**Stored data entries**
========
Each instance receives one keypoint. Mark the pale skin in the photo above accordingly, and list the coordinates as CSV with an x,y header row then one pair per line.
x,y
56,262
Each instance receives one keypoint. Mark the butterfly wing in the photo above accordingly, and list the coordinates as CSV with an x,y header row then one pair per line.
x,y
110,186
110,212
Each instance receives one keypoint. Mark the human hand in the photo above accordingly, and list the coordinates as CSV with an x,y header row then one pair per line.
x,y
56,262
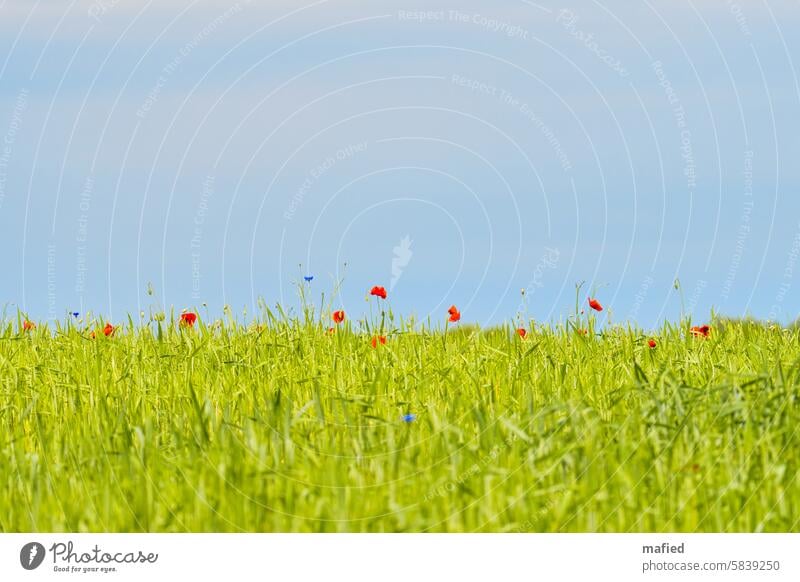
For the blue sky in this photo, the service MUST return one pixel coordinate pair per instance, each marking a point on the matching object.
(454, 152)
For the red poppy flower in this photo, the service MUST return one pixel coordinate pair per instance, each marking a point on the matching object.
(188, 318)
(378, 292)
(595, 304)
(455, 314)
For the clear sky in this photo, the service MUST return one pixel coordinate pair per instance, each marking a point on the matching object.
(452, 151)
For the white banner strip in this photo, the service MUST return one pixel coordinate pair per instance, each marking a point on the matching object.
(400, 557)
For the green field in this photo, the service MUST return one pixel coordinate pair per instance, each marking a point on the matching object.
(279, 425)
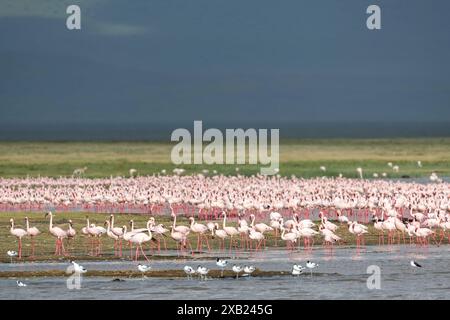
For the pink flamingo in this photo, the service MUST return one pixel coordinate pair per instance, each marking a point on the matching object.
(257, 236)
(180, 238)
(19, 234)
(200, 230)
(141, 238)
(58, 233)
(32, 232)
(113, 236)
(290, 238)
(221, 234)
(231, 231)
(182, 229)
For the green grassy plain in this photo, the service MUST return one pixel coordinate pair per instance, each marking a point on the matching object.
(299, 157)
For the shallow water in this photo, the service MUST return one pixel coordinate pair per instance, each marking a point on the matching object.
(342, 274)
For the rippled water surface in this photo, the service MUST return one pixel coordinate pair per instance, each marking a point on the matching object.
========
**Task to carry out**
Each entry above must come back exactly as written. Drop the images.

**Response to this task**
Each instance receives one keypoint. Mark the pale skin in the photo above accordingly, and list the coordinates as CSV with an x,y header row then one pair per line.
x,y
56,262
Each instance receives one keypoint. Mark the butterfly wing in the photo above accordingly, and list the coordinates as CSV with an x,y header row then one pair per line.
x,y
110,186
110,212
Each instance receives one keypoint. Mark the human hand in the photo above accordingly, and list the coordinates as CSV with an x,y header row then one pair per line.
x,y
56,262
For the blue sky in this photo, the service MUST return one pixel coordinate pair per instance, each marking a point on the matching object.
(454, 152)
For the red poppy flower in this photo, the service MUST return one pixel coordinate pair per instance, each marking a point on the matching object.
(188, 318)
(378, 292)
(595, 304)
(455, 314)
For the clear sky in this photo, the service MUST return one pixel coordinate pair per instance, each marking a point on the matching object.
(452, 151)
For the white banner strip in this photo, the service MUST return one pixel coordinate pair per instance, each marking a point on the matching object.
(400, 557)
For the green field in this photo, the service MUST return one pixel coordinate pair per instance, each marking a point on the matching object.
(279, 425)
For the pink flamingo in this photo, the service MUST return one pixel coordinate pair per instance, each marking a point on the matching object.
(257, 236)
(180, 238)
(19, 234)
(200, 230)
(141, 238)
(58, 233)
(32, 232)
(113, 236)
(290, 238)
(221, 234)
(231, 231)
(182, 229)
For the green grassy plain in this photo, the service MUST return one pixel coordinate pair per instance, each marking a point on the matching object.
(299, 157)
For the shallow water in this photo, the service MUST return one pixel coordinate pair per instance, each marking a point on the matching object.
(342, 274)
For the rippled water surface in this photo, the service MUST return one pixel coordinate pair per instance, each marking a point on the matching object.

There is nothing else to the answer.